## Assignment
Output the entire source extract below word for word.
Source extract START
Yes, I think the poet Kafka, whose sisters—like Freud's—perished in the camps, deserves a spot in Jaspers' existence-philosophical Church or Synagogue just as well.

Afterword

The scholar, critic and translator of classical literature William Arrowsmith once wrote an remarkable homage to the filmmaker Michelangelo Antonioni in which he expressed hope for an eventual "poetry of criticism," "a criticism designed to do more than report and judge its artistic object, but rather to respond to it antiphonally, to illuminate, even celebrate it." He went on,

we need not an autonomous criticism, as theorists seem to advocate, but a criticism that...tells us how that work does to us what it does; how at its ultimate limits it may even make the work better by completing it in the act of comprehension.11

It is this spirit of gratitude and interlocution that I offer this reverie upon Matthias Bormuth's impressive study—as a resonant and free-spirited response ("we free spirits," proclaims Nietzsche, somewhere) inspired by the original work. Really, this book stimulates contemplation of a profound and ethereal code. And, so, perhaps I am not in the wrong lecture hall at last; poetry, after all, may oftentimes do this as well. ("I practice a faith that's been long abandoned," sings Dylan,12 sympathetically, in more recent lyrics; "Ain't no altars on this long and lonesome road.") My only grievance is that the publisher's copy Helmut sent arrived a week after I had already purchased it online. The price tag, after all, is almost as lofty as its themes. Esoteric wisdom, God knows, rarely comes cheap.
Source extract END
Information shown START
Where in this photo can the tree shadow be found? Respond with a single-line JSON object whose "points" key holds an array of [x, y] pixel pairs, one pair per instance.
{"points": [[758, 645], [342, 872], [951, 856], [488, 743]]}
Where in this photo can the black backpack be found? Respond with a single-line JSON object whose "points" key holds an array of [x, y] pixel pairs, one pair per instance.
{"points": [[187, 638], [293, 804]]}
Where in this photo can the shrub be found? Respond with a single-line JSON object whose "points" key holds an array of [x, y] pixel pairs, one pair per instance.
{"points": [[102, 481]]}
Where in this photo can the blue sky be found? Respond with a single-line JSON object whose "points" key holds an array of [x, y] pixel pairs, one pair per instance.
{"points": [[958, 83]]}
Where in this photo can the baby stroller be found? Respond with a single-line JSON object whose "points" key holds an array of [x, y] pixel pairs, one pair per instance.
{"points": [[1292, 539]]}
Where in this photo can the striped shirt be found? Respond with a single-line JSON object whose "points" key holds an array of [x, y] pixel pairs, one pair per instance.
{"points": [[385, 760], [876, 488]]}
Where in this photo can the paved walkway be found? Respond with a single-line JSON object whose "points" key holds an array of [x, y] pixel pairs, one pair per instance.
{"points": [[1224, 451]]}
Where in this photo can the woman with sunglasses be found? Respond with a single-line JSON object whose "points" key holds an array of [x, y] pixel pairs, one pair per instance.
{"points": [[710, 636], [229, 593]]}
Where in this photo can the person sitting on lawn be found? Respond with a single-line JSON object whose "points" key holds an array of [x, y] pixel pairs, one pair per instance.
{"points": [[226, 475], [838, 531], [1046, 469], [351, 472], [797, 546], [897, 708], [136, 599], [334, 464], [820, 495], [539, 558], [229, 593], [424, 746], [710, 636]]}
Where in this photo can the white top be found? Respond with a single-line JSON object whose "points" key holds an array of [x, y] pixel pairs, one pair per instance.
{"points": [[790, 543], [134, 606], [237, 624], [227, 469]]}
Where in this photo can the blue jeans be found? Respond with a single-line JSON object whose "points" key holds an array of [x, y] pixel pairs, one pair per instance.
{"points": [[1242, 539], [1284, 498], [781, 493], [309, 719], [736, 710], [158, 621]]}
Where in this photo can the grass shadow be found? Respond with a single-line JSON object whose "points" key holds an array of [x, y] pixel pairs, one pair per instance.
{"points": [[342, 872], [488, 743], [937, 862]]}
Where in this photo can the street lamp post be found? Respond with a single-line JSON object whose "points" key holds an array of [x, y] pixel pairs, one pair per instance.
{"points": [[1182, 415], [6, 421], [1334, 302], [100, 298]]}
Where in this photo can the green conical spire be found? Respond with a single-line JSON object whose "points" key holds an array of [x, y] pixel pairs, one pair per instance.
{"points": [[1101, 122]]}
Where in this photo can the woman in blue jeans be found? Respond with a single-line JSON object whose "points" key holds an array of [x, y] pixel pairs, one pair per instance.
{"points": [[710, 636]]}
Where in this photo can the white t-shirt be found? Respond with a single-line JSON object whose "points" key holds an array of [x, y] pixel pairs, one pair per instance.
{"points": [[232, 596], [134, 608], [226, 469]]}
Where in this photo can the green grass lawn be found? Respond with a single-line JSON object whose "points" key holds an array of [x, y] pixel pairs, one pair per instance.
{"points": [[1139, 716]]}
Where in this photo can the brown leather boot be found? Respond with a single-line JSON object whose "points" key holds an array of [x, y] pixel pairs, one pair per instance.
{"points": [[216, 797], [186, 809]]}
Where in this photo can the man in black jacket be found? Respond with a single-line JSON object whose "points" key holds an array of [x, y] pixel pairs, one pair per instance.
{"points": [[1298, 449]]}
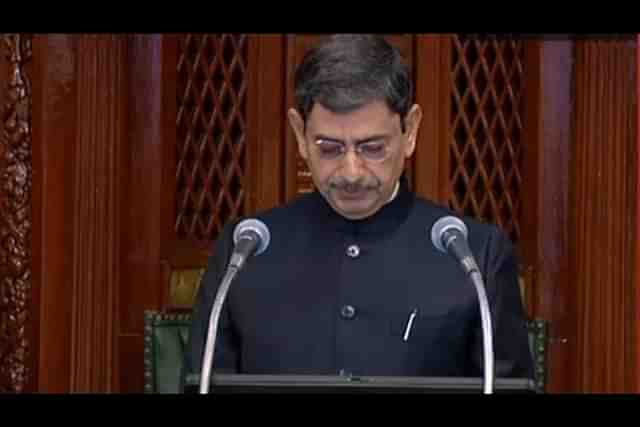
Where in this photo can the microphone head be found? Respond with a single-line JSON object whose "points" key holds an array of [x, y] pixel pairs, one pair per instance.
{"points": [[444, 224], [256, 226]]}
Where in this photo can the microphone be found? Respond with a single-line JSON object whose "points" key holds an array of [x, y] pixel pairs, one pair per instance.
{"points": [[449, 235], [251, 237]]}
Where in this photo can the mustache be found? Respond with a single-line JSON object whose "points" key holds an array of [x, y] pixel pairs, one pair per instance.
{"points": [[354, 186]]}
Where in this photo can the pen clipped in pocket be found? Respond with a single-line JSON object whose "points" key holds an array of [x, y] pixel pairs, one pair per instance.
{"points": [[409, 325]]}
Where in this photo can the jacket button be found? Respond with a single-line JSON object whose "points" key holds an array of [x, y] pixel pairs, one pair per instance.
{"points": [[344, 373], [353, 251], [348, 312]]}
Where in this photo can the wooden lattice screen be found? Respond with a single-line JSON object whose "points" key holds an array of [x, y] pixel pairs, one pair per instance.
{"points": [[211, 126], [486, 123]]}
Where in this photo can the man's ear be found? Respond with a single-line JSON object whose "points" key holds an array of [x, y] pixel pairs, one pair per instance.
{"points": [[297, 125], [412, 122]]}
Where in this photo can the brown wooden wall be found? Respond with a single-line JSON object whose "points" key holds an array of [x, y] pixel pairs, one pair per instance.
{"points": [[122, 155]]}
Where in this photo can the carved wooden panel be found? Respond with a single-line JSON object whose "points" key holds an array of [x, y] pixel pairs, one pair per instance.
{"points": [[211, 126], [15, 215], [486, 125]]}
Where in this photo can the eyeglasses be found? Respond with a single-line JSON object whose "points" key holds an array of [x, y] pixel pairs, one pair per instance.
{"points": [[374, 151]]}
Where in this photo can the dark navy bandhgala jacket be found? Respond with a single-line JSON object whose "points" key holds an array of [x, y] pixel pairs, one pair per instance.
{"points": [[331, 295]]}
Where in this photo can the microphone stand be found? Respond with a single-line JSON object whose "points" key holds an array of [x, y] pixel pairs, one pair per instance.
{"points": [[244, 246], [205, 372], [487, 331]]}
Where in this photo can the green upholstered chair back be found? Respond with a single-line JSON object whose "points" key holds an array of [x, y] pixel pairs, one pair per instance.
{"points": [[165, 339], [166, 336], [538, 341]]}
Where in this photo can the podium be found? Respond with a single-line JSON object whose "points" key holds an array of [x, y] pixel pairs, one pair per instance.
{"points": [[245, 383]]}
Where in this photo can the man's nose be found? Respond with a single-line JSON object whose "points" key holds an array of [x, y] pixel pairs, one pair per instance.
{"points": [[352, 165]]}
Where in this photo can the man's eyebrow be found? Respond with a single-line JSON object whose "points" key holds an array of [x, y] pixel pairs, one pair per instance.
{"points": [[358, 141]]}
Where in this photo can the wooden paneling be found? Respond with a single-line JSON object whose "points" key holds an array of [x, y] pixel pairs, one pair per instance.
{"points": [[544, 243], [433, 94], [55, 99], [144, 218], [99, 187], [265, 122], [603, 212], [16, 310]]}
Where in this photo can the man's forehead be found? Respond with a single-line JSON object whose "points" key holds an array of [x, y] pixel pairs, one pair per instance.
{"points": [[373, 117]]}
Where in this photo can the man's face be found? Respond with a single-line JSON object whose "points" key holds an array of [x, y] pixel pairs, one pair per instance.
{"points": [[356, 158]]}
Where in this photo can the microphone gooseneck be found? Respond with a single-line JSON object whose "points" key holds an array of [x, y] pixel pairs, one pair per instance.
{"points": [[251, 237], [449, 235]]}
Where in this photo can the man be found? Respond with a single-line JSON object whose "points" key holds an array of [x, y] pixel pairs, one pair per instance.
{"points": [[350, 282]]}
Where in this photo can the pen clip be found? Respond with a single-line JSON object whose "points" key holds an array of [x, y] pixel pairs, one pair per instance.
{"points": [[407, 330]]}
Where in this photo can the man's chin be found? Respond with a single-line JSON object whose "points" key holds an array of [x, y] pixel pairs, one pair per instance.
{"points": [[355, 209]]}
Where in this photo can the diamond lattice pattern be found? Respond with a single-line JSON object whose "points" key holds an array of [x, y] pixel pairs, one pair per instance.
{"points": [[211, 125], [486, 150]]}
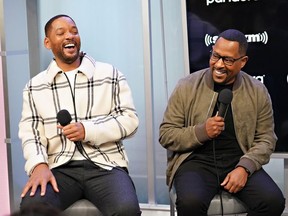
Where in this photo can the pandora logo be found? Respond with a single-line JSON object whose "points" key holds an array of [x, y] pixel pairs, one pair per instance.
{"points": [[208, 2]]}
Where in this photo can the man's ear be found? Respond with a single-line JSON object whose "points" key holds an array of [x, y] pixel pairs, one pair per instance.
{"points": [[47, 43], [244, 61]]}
Information shown END
Information shown START
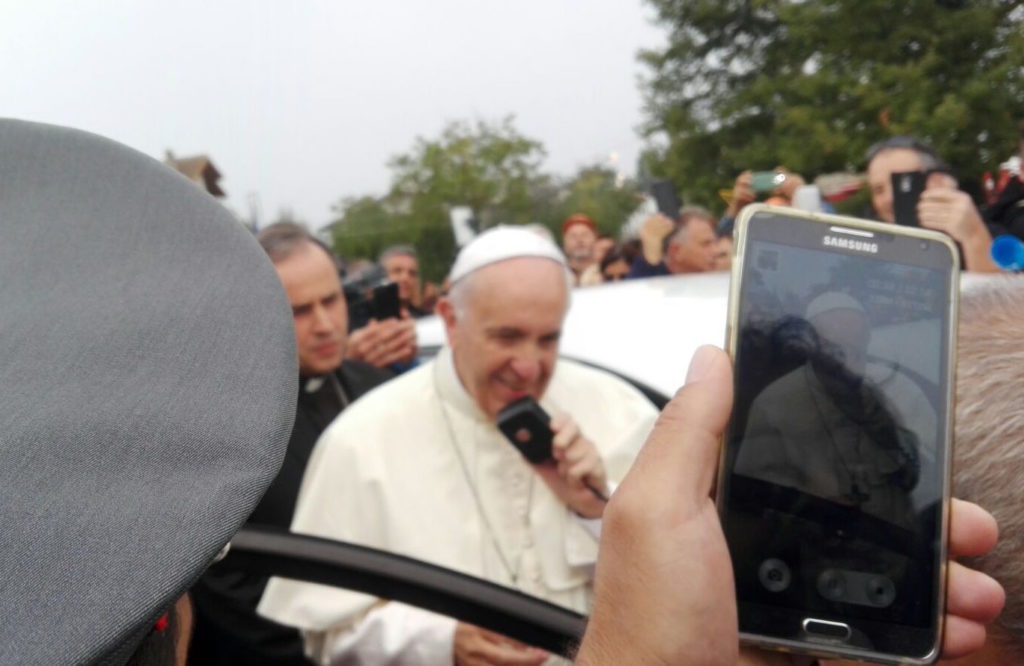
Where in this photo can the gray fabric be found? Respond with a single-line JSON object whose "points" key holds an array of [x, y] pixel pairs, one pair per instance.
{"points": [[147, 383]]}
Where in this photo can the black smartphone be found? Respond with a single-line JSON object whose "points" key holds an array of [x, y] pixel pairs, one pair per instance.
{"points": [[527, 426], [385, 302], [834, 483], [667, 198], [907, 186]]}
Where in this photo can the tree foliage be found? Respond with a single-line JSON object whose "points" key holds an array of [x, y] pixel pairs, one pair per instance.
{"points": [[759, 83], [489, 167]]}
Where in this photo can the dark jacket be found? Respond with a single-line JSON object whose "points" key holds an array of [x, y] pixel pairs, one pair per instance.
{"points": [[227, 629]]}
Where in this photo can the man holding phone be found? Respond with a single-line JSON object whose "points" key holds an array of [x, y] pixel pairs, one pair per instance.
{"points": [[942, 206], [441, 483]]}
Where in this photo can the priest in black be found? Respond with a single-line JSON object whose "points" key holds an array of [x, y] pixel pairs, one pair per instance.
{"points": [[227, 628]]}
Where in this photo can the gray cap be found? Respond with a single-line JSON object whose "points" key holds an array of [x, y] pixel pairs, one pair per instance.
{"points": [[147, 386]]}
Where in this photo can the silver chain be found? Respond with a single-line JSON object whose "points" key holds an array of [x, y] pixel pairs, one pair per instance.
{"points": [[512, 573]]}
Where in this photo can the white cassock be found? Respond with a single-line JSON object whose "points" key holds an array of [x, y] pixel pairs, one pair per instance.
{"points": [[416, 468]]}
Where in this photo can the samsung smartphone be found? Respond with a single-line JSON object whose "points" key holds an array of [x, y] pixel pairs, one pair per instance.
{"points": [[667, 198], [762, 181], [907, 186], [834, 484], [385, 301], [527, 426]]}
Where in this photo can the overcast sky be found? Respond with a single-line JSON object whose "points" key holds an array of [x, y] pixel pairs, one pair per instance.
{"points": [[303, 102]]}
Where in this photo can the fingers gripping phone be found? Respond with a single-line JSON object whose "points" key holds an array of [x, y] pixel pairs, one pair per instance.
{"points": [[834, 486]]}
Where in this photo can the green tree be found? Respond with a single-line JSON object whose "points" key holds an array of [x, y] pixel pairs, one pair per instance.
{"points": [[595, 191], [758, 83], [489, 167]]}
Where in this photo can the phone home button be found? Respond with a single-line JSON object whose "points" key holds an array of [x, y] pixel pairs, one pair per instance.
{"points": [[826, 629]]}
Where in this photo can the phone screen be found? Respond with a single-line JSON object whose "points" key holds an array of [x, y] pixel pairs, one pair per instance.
Information shown END
## Result for this task
Yes, I think the poet Kafka, whose sisters—like Freud's—perished in the camps, deserves a spot in Jaspers' existence-philosophical Church or Synagogue just as well.

Afterword

The scholar, critic and translator of classical literature William Arrowsmith once wrote an remarkable homage to the filmmaker Michelangelo Antonioni in which he expressed hope for an eventual "poetry of criticism," "a criticism designed to do more than report and judge its artistic object, but rather to respond to it antiphonally, to illuminate, even celebrate it." He went on,

we need not an autonomous criticism, as theorists seem to advocate, but a criticism that...tells us how that work does to us what it does; how at its ultimate limits it may even make the work better by completing it in the act of comprehension.11

It is this spirit of gratitude and interlocution that I offer this reverie upon Matthias Bormuth's impressive study—as a resonant and free-spirited response ("we free spirits," proclaims Nietzsche, somewhere) inspired by the original work. Really, this book stimulates contemplation of a profound and ethereal code. And, so, perhaps I am not in the wrong lecture hall at last; poetry, after all, may oftentimes do this as well. ("I practice a faith that's been long abandoned," sings Dylan,12 sympathetically, in more recent lyrics; "Ain't no altars on this long and lonesome road.") My only grievance is that the publisher's copy Helmut sent arrived a week after I had already purchased it online. The price tag, after all, is almost as lofty as its themes. Esoteric wisdom, God knows, rarely comes cheap.